## Records provided
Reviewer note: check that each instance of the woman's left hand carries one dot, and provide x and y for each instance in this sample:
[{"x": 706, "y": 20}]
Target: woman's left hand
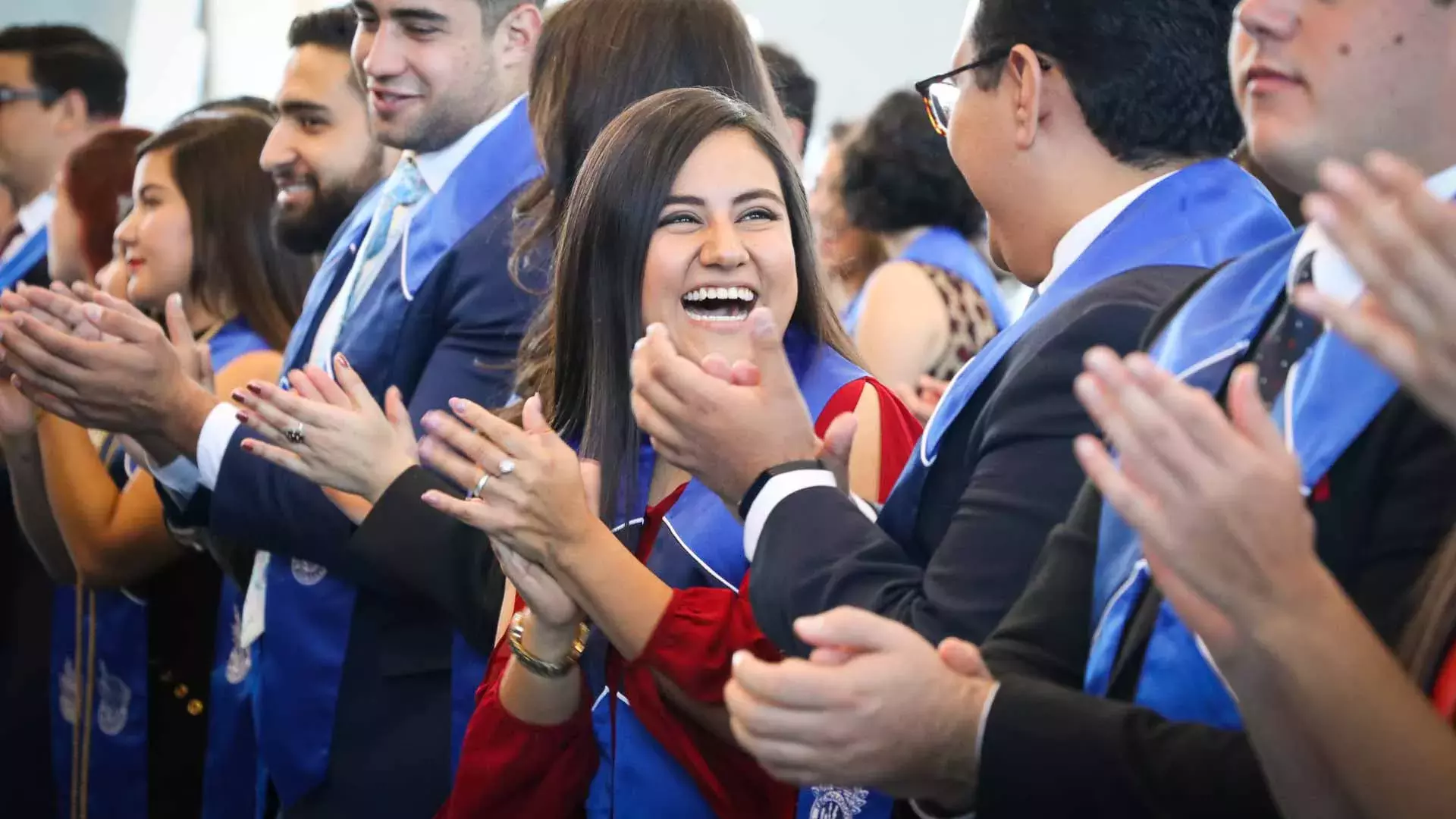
[{"x": 530, "y": 491}]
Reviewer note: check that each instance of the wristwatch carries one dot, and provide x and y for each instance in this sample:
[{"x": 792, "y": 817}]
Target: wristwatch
[{"x": 769, "y": 474}]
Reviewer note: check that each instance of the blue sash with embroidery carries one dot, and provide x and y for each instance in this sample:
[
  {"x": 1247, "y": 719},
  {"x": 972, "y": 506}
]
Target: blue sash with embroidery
[
  {"x": 1200, "y": 216},
  {"x": 231, "y": 770},
  {"x": 99, "y": 670},
  {"x": 1331, "y": 397},
  {"x": 949, "y": 251},
  {"x": 300, "y": 665},
  {"x": 30, "y": 254},
  {"x": 699, "y": 545}
]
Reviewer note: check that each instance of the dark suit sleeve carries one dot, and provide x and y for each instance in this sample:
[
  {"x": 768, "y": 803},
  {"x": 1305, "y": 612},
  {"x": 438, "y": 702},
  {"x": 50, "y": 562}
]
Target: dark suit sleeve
[
  {"x": 817, "y": 553},
  {"x": 435, "y": 556},
  {"x": 481, "y": 315}
]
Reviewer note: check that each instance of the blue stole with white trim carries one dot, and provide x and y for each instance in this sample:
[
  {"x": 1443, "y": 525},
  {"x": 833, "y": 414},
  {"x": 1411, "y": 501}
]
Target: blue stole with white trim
[
  {"x": 698, "y": 545},
  {"x": 99, "y": 656},
  {"x": 30, "y": 254},
  {"x": 1200, "y": 216},
  {"x": 946, "y": 249},
  {"x": 1331, "y": 397},
  {"x": 300, "y": 664}
]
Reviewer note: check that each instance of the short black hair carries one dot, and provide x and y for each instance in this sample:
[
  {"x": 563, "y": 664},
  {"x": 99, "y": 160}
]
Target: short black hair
[
  {"x": 795, "y": 89},
  {"x": 899, "y": 174},
  {"x": 331, "y": 28},
  {"x": 1152, "y": 79},
  {"x": 66, "y": 58}
]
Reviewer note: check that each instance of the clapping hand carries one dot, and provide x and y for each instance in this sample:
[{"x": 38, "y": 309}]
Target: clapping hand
[
  {"x": 1402, "y": 242},
  {"x": 332, "y": 433},
  {"x": 1216, "y": 500}
]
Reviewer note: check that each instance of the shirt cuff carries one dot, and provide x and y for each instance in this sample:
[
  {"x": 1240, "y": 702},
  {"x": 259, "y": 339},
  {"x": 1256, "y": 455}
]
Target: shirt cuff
[
  {"x": 212, "y": 445},
  {"x": 772, "y": 494},
  {"x": 181, "y": 479},
  {"x": 981, "y": 736}
]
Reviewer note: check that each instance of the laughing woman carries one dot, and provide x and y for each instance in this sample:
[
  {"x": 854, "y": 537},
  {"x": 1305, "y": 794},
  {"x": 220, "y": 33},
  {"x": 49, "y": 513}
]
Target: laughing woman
[{"x": 686, "y": 215}]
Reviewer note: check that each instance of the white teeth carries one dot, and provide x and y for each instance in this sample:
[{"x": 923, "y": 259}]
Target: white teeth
[{"x": 721, "y": 293}]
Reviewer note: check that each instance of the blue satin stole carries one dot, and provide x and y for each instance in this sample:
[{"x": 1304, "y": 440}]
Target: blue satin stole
[
  {"x": 1331, "y": 397},
  {"x": 30, "y": 254},
  {"x": 300, "y": 662},
  {"x": 946, "y": 249},
  {"x": 698, "y": 545},
  {"x": 99, "y": 672},
  {"x": 1200, "y": 216}
]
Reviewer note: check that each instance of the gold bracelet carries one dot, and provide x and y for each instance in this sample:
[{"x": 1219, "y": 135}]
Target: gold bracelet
[{"x": 536, "y": 665}]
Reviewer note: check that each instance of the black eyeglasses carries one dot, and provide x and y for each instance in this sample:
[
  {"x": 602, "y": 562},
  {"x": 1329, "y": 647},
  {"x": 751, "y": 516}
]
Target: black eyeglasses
[
  {"x": 941, "y": 93},
  {"x": 41, "y": 95}
]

## Written instruction
Give every line back word for word and leave the pictures out.

## Output below
Reviewer note: check that each instance of the woman's left hand carries one dot, and provide x and y for each instance in this sample:
[{"x": 706, "y": 20}]
Target: woman's left hand
[{"x": 530, "y": 491}]
Reviewer note: check that each instance of the wristwatch carries one dot, and provide x and y for each instance in this sample:
[{"x": 792, "y": 817}]
Target: wristwatch
[{"x": 769, "y": 474}]
Reviewer note: check that each instance of the blue sash with embroidery carries one dot, and provide x and y for each instance in this sample:
[
  {"x": 1247, "y": 719},
  {"x": 972, "y": 506}
]
Target: blue sash with embroidery
[
  {"x": 1200, "y": 216},
  {"x": 231, "y": 770},
  {"x": 99, "y": 670},
  {"x": 1331, "y": 397},
  {"x": 949, "y": 251},
  {"x": 300, "y": 665},
  {"x": 30, "y": 254},
  {"x": 699, "y": 545}
]
Reviewer note: check that each instance of the dark suit sleeve carries one dot, and provide x and y for each instance in this sample:
[
  {"x": 768, "y": 803},
  {"x": 1305, "y": 612},
  {"x": 438, "y": 702},
  {"x": 50, "y": 562}
]
Target: dark suit sleeve
[
  {"x": 817, "y": 553},
  {"x": 435, "y": 556},
  {"x": 481, "y": 315}
]
Reviewer note: check that each instance of the blue stole with white trim carries one dot, and provide x and y for each instance in this sample:
[
  {"x": 1443, "y": 525},
  {"x": 833, "y": 414},
  {"x": 1411, "y": 501}
]
Target: blue stole with white trim
[
  {"x": 698, "y": 545},
  {"x": 99, "y": 656},
  {"x": 30, "y": 254},
  {"x": 1200, "y": 216},
  {"x": 946, "y": 249},
  {"x": 1331, "y": 397},
  {"x": 300, "y": 664}
]
Reviewer note: check that each instance of the short black hair carries one dot, and provide x and y for each instance in this sample:
[
  {"x": 563, "y": 664},
  {"x": 99, "y": 160}
]
Target: short black hair
[
  {"x": 795, "y": 89},
  {"x": 899, "y": 174},
  {"x": 331, "y": 28},
  {"x": 1152, "y": 79},
  {"x": 66, "y": 58}
]
Reviewer note: check that each instance of the clapping hand carries one dot, and provide x and y for each instance in this sample:
[{"x": 38, "y": 309}]
Target: clapping hand
[
  {"x": 1402, "y": 242},
  {"x": 332, "y": 433},
  {"x": 1216, "y": 500}
]
Reviewer note: check that each instance of the shirt cuff carries one dot, and provide x and y for each instance in this sample:
[
  {"x": 1240, "y": 702},
  {"x": 259, "y": 339},
  {"x": 1256, "y": 455}
]
Target: shirt cuff
[
  {"x": 212, "y": 445},
  {"x": 772, "y": 494},
  {"x": 181, "y": 479},
  {"x": 981, "y": 736}
]
Reviewer note: check that each instance of the laughing woman carries one dot, and provide x and y for each instance in this sample:
[
  {"x": 854, "y": 537},
  {"x": 1305, "y": 794},
  {"x": 220, "y": 33},
  {"x": 49, "y": 513}
]
Target: laughing woman
[{"x": 686, "y": 215}]
Reviewer note: check that each instance of the white teeth carries one dot, and provide x and y for each instance in this sample:
[{"x": 923, "y": 259}]
Target: white teeth
[{"x": 721, "y": 293}]
Reviewer note: check that each instance of the blue satin stole carries one dot, and provide x and y for each instance in this sample:
[{"x": 1304, "y": 440}]
Target: blue satin stole
[
  {"x": 1331, "y": 397},
  {"x": 30, "y": 254},
  {"x": 300, "y": 662},
  {"x": 946, "y": 249},
  {"x": 698, "y": 545},
  {"x": 99, "y": 672},
  {"x": 1200, "y": 216}
]
Reviewer note: check that each instance of the gold bracelet carries one dot, and provide x and y for each instance in this sample:
[{"x": 1219, "y": 135}]
Target: gold bracelet
[{"x": 536, "y": 665}]
Reviewer note: check that each instance of the black eyeglasses carries one dot, and provide x and y for each instance in this sample:
[
  {"x": 602, "y": 562},
  {"x": 1329, "y": 647},
  {"x": 751, "y": 516}
]
Target: black eyeglasses
[
  {"x": 941, "y": 93},
  {"x": 41, "y": 95}
]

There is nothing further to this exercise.